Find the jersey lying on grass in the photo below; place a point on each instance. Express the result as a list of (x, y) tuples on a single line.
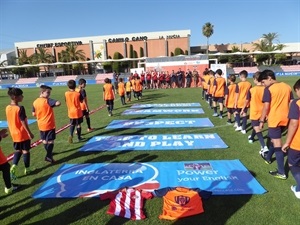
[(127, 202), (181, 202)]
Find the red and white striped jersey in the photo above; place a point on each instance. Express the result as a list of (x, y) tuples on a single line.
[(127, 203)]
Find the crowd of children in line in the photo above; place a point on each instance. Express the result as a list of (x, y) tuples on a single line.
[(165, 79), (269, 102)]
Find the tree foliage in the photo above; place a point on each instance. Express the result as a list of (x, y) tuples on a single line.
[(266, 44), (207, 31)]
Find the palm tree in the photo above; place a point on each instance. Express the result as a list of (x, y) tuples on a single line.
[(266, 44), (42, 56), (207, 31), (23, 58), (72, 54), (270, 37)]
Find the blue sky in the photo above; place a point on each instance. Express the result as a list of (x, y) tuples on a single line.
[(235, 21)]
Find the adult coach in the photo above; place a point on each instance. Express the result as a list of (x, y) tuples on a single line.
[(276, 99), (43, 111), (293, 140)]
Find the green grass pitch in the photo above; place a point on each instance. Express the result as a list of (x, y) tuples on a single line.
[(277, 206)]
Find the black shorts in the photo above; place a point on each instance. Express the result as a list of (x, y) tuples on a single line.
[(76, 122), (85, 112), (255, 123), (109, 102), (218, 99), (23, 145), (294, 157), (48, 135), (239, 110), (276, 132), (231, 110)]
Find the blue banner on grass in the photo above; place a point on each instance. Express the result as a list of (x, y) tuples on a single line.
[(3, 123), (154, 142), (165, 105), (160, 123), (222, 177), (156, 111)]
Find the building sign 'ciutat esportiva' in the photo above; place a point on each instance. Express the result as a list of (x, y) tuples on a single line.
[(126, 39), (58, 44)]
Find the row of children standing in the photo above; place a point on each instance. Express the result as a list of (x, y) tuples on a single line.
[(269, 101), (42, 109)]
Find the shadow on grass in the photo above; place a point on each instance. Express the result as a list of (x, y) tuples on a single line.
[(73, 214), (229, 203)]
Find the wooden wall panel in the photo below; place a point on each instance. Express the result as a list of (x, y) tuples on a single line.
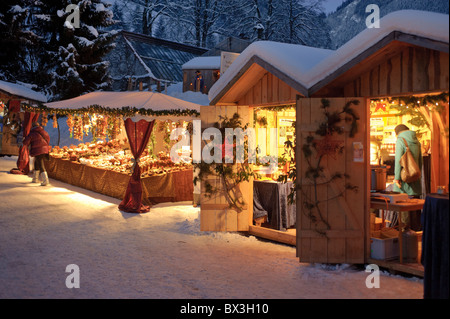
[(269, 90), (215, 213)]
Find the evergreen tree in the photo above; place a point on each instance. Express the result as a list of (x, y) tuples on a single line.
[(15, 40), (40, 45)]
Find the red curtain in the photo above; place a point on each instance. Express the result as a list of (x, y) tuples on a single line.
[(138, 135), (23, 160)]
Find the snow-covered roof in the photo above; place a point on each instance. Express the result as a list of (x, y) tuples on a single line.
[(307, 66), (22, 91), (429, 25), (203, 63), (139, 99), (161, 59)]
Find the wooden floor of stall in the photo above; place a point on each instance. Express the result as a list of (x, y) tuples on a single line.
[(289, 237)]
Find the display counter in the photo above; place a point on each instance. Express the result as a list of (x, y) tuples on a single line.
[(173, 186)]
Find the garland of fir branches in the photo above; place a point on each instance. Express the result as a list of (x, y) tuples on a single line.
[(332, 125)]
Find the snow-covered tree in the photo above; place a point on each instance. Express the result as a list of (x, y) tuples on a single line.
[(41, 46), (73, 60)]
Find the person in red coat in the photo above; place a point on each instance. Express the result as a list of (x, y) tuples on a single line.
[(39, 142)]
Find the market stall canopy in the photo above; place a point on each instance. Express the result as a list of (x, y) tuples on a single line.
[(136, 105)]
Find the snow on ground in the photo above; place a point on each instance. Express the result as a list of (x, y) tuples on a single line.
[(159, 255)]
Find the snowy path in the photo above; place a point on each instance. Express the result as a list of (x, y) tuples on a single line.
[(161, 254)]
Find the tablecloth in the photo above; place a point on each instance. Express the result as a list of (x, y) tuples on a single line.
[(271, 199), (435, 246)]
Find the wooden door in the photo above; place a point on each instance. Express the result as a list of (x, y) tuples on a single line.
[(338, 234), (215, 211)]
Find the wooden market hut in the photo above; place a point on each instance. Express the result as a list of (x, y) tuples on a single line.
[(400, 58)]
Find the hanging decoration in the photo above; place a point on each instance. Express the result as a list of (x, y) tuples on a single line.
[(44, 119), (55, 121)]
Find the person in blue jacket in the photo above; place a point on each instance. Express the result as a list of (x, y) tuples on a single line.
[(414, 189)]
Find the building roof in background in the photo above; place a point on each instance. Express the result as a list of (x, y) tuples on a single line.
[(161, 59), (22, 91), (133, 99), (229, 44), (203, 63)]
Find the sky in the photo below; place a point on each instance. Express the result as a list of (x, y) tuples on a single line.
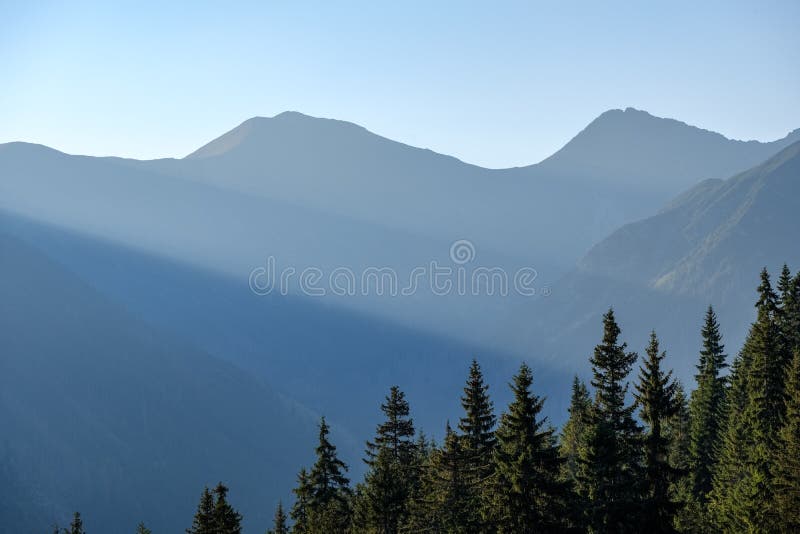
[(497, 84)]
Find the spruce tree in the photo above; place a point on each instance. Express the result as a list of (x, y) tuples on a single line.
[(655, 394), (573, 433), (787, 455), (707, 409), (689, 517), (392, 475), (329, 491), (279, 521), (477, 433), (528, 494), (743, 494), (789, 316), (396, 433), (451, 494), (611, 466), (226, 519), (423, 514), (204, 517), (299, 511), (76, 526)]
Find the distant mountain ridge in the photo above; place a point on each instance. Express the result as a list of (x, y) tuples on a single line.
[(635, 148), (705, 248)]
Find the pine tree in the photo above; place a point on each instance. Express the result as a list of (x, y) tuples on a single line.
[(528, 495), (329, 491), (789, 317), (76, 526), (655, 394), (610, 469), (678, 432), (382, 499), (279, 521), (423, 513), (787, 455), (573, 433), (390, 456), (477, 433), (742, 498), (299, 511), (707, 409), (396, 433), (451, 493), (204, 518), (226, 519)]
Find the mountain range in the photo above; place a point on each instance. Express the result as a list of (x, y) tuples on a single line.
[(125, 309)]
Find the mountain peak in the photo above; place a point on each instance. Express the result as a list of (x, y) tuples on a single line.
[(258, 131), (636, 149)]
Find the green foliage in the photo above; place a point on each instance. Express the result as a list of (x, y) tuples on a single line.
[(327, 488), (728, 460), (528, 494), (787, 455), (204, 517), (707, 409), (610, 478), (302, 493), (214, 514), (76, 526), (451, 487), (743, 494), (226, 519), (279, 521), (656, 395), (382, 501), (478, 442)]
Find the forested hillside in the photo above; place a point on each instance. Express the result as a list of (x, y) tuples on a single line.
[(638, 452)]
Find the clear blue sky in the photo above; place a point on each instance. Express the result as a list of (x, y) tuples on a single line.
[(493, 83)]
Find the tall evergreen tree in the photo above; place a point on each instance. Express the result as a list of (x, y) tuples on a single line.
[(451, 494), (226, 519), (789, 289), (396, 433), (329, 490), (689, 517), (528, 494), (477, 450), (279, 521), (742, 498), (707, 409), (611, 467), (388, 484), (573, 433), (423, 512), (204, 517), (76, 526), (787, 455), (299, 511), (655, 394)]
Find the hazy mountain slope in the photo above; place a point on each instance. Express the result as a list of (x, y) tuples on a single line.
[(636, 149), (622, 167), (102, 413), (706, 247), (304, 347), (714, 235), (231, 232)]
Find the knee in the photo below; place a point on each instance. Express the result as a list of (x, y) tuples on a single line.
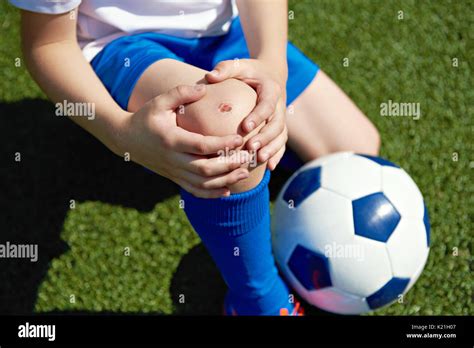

(WHAT IS EXPECTED): Arrange every line in the rows above as a numbered list, leaving out blank lines and the pictures.

(THE RESULT):
1. Find the jersey lying on grass in the photo below; place a point on each instance. Express the result as a list of (x, y) tuples on a single line.
2. [(127, 202), (181, 202)]
3. Find the red and white striped jersey in the photo above; place a point on each instance. Express the result as a list of (x, y) tuples on a single line.
4. [(127, 203)]
5. Find the crowd of children in line in the photo above; place a point on each instance. Express the result as a list of (x, y) tuples on a single line.
6. [(165, 79), (269, 102)]
7. Find the tree foliage in the photo above; place a point on each instance. Express the result as a list of (x, y) tuples on a single line.
8. [(266, 44), (207, 31)]
9. Find the palm tree in the photo above; place a point on each instance. Express the result as a list of (x, y) tuples on a single line.
10. [(266, 44), (42, 56), (207, 31), (23, 58), (72, 54), (270, 37)]
11. Find the blue sky in the photo above; place a point on each instance. Express the result as a list of (x, y) tuples on a single line.
12. [(235, 21)]
13. Find the adult coach in the photo above; place a point on each instance. Express the result as a list of (x, y) tuples on a single line.
14. [(276, 99), (43, 111), (293, 140)]
15. Find the green grass pitch in the photo above; place a point on each instance. Express the result as a list of (x, y) tuples on a single line.
16. [(277, 206)]
17. Find the black shorts in the photo above; place a point on each instance. Express the result as a list of (x, y) tuples on a single line.
18. [(76, 122), (85, 112), (255, 123), (109, 102), (218, 99), (23, 145), (294, 157), (48, 135), (239, 110), (276, 132), (231, 110)]
19. Find the blue banner on grass in the photo above; place a point on each instance. Express the result as a list of (x, y) tuples on a single line.
20. [(3, 123), (154, 142), (165, 105), (160, 123), (222, 177), (156, 111)]
21. Find the building sign 'ciutat esportiva' in the photo above; place a point on each instance. Express the result as a list of (x, y) tuples on a single line.
22. [(126, 39), (58, 44)]
23. Find the row of children standing in the photo above; place a point on each instance. Express the result as a list of (x, y) tuples on a single line.
24. [(269, 101), (42, 109)]
25. Find the shadow on grass in the photo above; place a point on each instance. Express the result as a list of (x, y) tuples on a single line.
26. [(73, 214), (229, 203)]
27. Find the wooden wall panel in the photo below; place a point on each instance. Express the result as a list of (x, y) tuples on a single line.
28. [(269, 90), (215, 213)]
29. Find the evergreen tree in the photo above; place a point on each instance. Express the result as a list of (x, y) tuples on a single line.
30. [(15, 40), (40, 45)]
31. Find the red curtain in the photo above; place a point on each instance. Express the result as a list of (x, y) tuples on a single line.
32. [(138, 135), (23, 160)]
33. Find the snow-covered roof in the photo above; place a point on each instance. Express the result as a list of (x, y) tuples on a single line.
34. [(307, 66), (22, 91), (429, 25), (203, 63), (139, 99), (161, 59)]
35. Find the wooden floor of stall in the photo above; place a point on each instance. Express the result as a list of (x, y) tuples on a single line.
36. [(289, 237)]
37. Find the display counter in the photo above; place a point on each instance. Express the result as a list of (x, y) tuples on a single line.
38. [(173, 186)]
39. Find the garland of fir branches in the photo above; place a point on each instance. Express the result as a list of (x, y) tuples on a single line.
40. [(332, 125)]
41. Find the snow-covered tree in the photo above; place a point on each instance. Express the result as a list of (x, y) tuples on a single line.
42. [(41, 46), (73, 60)]
43. Find the person in red coat in the photo above; place a point on each instance. Express the result as a list of (x, y) tuples on a single line.
44. [(39, 142)]
45. Find the market stall canopy in the photo above; place a point on each instance. Express the result as a list of (x, y) tuples on a single line.
46. [(136, 105)]
47. Find the snow on ground in the photo above; place a point on each instance. Express the result as a list of (x, y) tuples on a single line.
48. [(159, 255)]
49. Find the snowy path in the photo above; place a point on each instance. Express the result as a list of (x, y) tuples on a single line.
50. [(161, 254)]
51. Find the tablecloth in the photo above; place a point on each instance. Express the result as a list of (x, y) tuples on a single line.
52. [(271, 199), (435, 246)]
53. Find the wooden door in the photo above; place a point on each instance. Express the result as a list of (x, y) tuples on a single line.
54. [(338, 234), (215, 211)]
55. Find the wooden market hut in the photo above; place a point on each instance. Express the result as a list of (x, y) tuples on a single line.
56. [(400, 58)]
57. Find the hanging decoration in the photo above; place a point on each instance. Express the result as a list of (x, y) tuples on a single line.
58. [(44, 119), (55, 121)]
59. Find the person in blue jacket in the photo above; place a point on each instance. Express the result as a list of (x, y) tuples on a single line.
60. [(414, 189)]
61. Find the building roof in background in the photo above; place a point on each instance. Express the result as a list of (x, y) tuples on a single line.
62. [(161, 59), (22, 91), (133, 99), (229, 44), (203, 63)]
63. Find the sky in the photo below; place a point on each instance. Express the result as a list of (x, y) tuples on a single line.
64. [(497, 84)]
65. Find the spruce tree in the photo above; place a point on each instance. Express the result as a list of (x, y) tuples on a single line.
66. [(655, 394), (573, 433), (787, 455), (707, 409), (689, 517), (392, 475), (329, 491), (279, 521), (477, 433), (528, 494), (743, 494), (789, 316), (396, 433), (451, 494), (611, 466), (226, 519), (423, 514), (204, 517), (299, 511), (76, 526)]
67. Find the distant mountain ridge in the photo above; place a point on each instance. Express the result as a list of (x, y) tuples on a single line.
68. [(635, 148), (705, 248)]
69. Find the pine tree in the photo above; place a point on each instance. Express the result as a list of (x, y) tuples on a single line.
70. [(528, 495), (329, 491), (789, 317), (76, 526), (655, 394), (610, 469), (678, 432), (382, 499), (279, 521), (423, 513), (787, 455), (573, 433), (390, 456), (477, 433), (742, 498), (299, 511), (707, 409), (396, 433), (451, 493), (204, 518), (226, 519)]
71. Find the mountain range in the photo above; place a point on each instance. Express the result as a list of (x, y) tuples on a single line.
72. [(125, 309)]
73. Find the mountain peak in the photo above; place a point on each instance. Express the result as a list of (x, y) tuples on a single line.
74. [(258, 131), (636, 149)]
75. Find the green foliage in the photo above; place a point on each instance. Express the result as a list of (x, y) tuples on a single line.
76. [(327, 488), (728, 460), (528, 494), (787, 455), (204, 517), (707, 409), (610, 478), (302, 493), (214, 514), (76, 526), (451, 487), (743, 494), (226, 519), (279, 521), (656, 395), (382, 501), (478, 442)]
77. Find the forested hillside in the photo above; place a point on each instance. Express the result as a list of (x, y) tuples on a single line.
78. [(638, 452)]
79. Find the clear blue sky in the photo above; place a point on each instance. Express the result as a list of (x, y) tuples on a single line.
80. [(493, 83)]
81. Find the tall evergreen tree in the photo above; place a point on each instance. Express the result as a list of (x, y) tuples on a single line.
82. [(451, 494), (226, 519), (789, 289), (396, 433), (329, 490), (689, 517), (528, 494), (477, 450), (279, 521), (742, 498), (707, 409), (611, 467), (388, 484), (573, 433), (423, 512), (204, 517), (76, 526), (787, 455), (299, 511), (655, 394)]
83. Find the hazy mountain slope in the photo above; place a point on each instance. Express the result as a list of (x, y) tuples on a single line.
84. [(636, 149), (622, 167), (102, 413), (706, 247), (304, 347), (714, 235), (231, 232)]
85. Find the knee in the photo below; place a point on each instance. Express the result as a list of (x, y) tuples on a single line.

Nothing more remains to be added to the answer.